WHAT IS NEEDED
Output exactly the lines spanning from the line containing "Query: green copper roof" to the last line of the entries, inclusive.

======== TASK INPUTS

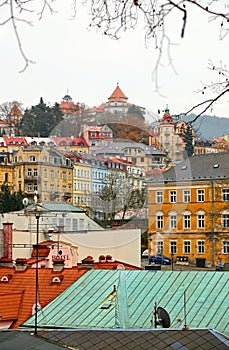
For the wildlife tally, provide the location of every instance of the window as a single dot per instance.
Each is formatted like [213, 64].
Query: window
[187, 221]
[173, 247]
[159, 221]
[160, 247]
[225, 193]
[186, 194]
[225, 220]
[200, 247]
[200, 221]
[173, 196]
[200, 195]
[81, 224]
[32, 159]
[159, 197]
[173, 221]
[225, 247]
[187, 247]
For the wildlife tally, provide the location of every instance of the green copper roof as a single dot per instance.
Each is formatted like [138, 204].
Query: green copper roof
[62, 207]
[125, 299]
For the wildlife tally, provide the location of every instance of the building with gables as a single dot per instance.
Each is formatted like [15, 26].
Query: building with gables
[189, 211]
[167, 135]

================

RESPONSE
Query: green copper roof
[62, 207]
[125, 299]
For the wildlife tally, provide the location of every instance of the building with gables as a single dot per instance.
Each is formatted like [15, 26].
Query: building with gables
[189, 211]
[167, 135]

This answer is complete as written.